Curators: Nathalie Hoyos & Rainald Schumacher
With surgical precision, the camera isolates one moment from the endless river of events. The photo positions the viewer at the place and time of the captured event. Through the eye of the photographer, the viewer finds a rectangular box in which event and setting have been frozen. Each photo is an excerpt from the otherwise infinite surface of reality, a single selection from hundreds of similar events. It is neither the moment just before, nor just after. The photographer may also have manually altered light and shadow during the exposure process, changed the colour, or cut out entire elements. The entire scene may have been staged, precisely and with the utmost care. It may even be the case that the entire photo was later manipulated digitally. We are inclined to believe that reality remains visible within photographs.
The photographs in the exhibition Everyday Moments offer insight into highly diverse realities. One example is the conceptual 10-part series 10/1 by Bogdan Girbovan from 2008. Each of the ten colour photographs shows one floor of a 10-storey apartment building in Bucharest. The building is one of the anonymous apartment towers that were built all over the world throughout the 1960s and 1970s to make modern standards of living accessible to a broader social class. It is one of these sad and mercilessly functional apartment complexes in which humans rarely feel at home. They represent one of the many optimistic dreams of utopian planning, which regards humans as cogs and always fails in practice. Today, as yesterday however, they are still an important part of everyday life for hundreds of thousands of people living in Romania.

> [Written problem A]
Please rewrite the rows from the one containing "Exercise. Mark the dirt" through the end of the rows, swapping "dirt lot" for "gravel lot" and leaving everything else as it is.

> [Material supplied]
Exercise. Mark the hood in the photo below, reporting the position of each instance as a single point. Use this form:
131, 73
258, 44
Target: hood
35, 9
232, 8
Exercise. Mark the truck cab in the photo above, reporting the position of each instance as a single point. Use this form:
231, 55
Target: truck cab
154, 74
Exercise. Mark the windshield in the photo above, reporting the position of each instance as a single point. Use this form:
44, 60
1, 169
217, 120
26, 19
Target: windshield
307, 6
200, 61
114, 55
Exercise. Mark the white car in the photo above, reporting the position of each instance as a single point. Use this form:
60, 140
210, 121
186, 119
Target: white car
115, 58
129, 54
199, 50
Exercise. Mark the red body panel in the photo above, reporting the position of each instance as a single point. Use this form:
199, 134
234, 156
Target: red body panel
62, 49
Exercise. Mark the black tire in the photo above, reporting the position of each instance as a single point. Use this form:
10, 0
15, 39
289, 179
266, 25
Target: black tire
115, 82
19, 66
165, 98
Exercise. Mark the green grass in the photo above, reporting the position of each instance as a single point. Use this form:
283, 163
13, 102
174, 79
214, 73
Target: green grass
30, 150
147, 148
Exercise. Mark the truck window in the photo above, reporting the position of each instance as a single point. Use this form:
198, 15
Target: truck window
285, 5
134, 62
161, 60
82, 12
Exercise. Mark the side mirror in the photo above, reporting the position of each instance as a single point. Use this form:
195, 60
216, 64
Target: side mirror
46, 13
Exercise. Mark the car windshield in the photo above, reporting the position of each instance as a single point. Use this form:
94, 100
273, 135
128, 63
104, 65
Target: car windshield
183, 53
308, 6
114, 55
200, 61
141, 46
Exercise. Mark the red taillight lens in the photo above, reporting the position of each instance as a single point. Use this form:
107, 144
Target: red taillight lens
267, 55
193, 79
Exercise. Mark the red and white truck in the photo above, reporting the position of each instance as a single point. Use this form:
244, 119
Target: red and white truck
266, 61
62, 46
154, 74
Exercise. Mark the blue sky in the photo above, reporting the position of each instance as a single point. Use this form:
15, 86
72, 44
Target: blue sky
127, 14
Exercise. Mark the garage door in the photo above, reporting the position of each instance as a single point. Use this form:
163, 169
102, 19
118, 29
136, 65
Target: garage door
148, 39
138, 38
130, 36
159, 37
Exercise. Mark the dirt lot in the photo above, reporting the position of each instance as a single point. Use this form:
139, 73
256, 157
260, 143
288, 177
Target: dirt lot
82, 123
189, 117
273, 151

> [Written problem B]
Translate this sentence from the exhibition text into Spanish: "Each photo is an excerpt from the otherwise infinite surface of reality, a single selection from hundreds of similar events."

> [Correct result A]
Exercise. Mark the gravel lot in the photo above, reporting the position of each instance as a single point. Use this form:
139, 73
256, 157
260, 143
288, 177
Target: gravel lot
82, 123
189, 117
273, 151

> [Correct result B]
Cada foto es un fragmento de la superficie, por lo demás infinita, de la realidad, una única selección entre cientos de sucesos similares.